Leuke verschijning was ik zonder twijfel anno 1970. Dat vond mijn
vrouw ook. Ze vond toen alleen dat ik
wat smalle schoudertjes had. Maar tien jaar later, ik werd al kaal en grijs, had ze toch eigenlijk liever een heel andere kerel gehad. Een vent met een wat
grotere bek, een beetje meer macho (ook weer niet te veel), iemand die wat
steviger in zijn schoenen stond, wat daadkrachtiger was, wat assertiever, zelfbewuster,
een echte doorzetter. Haar vader was zo iemand! Na die tien jaar realiseerde ze
zich dat ze toch liever een man zoals haar vader had gehad. Die man moest dan wel
een stuk groter zijn, want haar vader was net een meter zestig.
Peter, Sjaak en niet te
vergeten Toon, waren net zulke potige, krachtige kerels als haar vader, alleen stukken
groter. Die waren alle drie rond de een meter negentig. Echte stevige jongens
waar mijn vrouw verrukt naar opkeek, waar ze overduidelijk voor smolt: stralende
ogen, ontwapenende lach en zwoele stem; altijd samen met die typische handbeweging
waarmee ze haar haar over haar oor naar achteren zwiept.
Tientallen jaren later merkte ik het pas, haar
vaderfascinatie. Daarvòòr dacht ik alsmaar dat ze gezwicht was voor het hippieachtige,
een beetje softe, ietwat bescheidene, nonchalante, niet zo streberige typje dat ik zelf was.

• AANGELEVERD MATERIAAL:
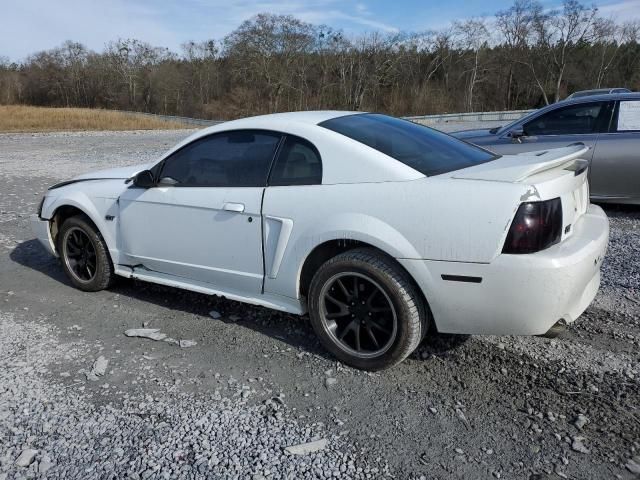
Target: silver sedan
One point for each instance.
(608, 124)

• INSTRUCTIES EN EISEN:
Schrijf graag het stuk uit het paginafragment van "Peter, Sjaak en" tot en met "ik zelf was." opnieuw uit, en verander daarin "kerels" in "mannen". Het materiaal is hier niet nodig.

• RESULTAAT:
Peter, Sjaak en niet te
vergeten Toon, waren net zulke potige, krachtige mannen als haar vader, alleen stukken
groter. Die waren alle drie rond de een meter negentig. Echte stevige jongens
waar mijn vrouw verrukt naar opkeek, waar ze overduidelijk voor smolt: stralende
ogen, ontwapenende lach en zwoele stem; altijd samen met die typische handbeweging
waarmee ze haar haar over haar oor naar achteren zwiept.
Tientallen jaren later merkte ik het pas, haar
vaderfascinatie. Daarvòòr dacht ik alsmaar dat ze gezwicht was voor het hippieachtige,
een beetje softe, ietwat bescheidene, nonchalante, niet zo streberige typje dat ik zelf was.